*Task brief*: Copy out every line of the data below word for word, but leave out the pictures.

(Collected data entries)
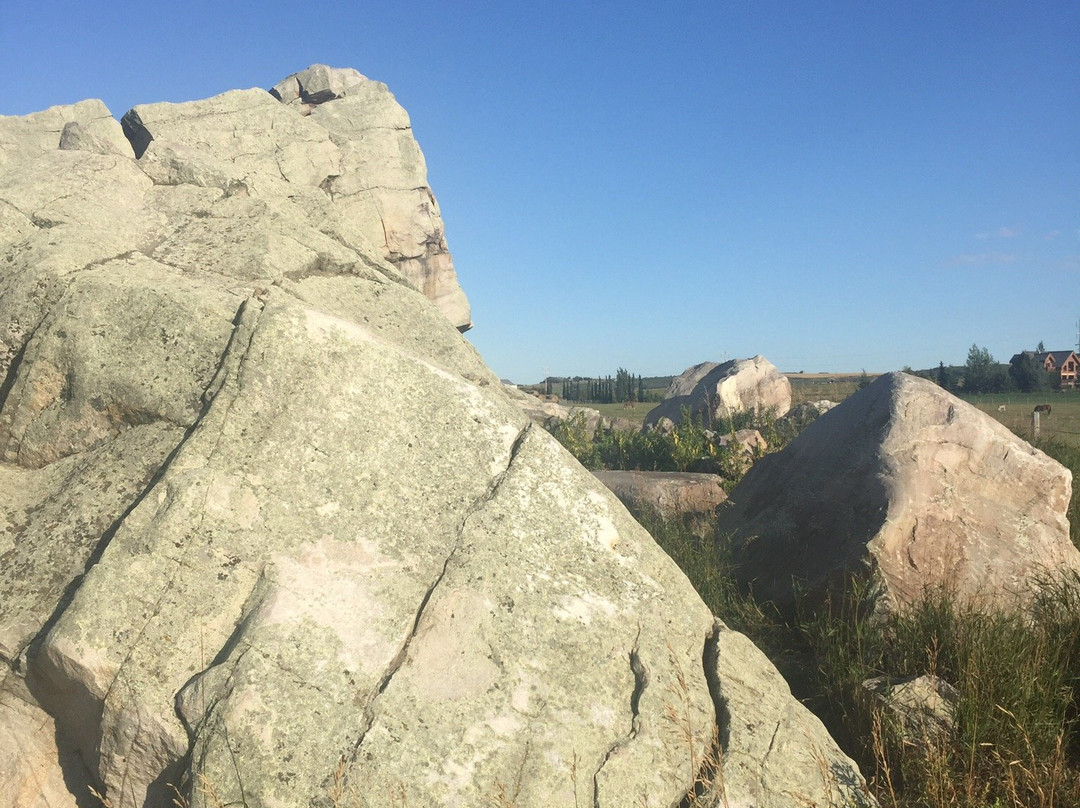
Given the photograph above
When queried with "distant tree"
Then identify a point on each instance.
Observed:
(1027, 373)
(982, 374)
(944, 380)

*Written solution*:
Given the photograph above
When queried with "distant tree"
Then identify a point on each instance.
Observed:
(1027, 373)
(982, 374)
(944, 380)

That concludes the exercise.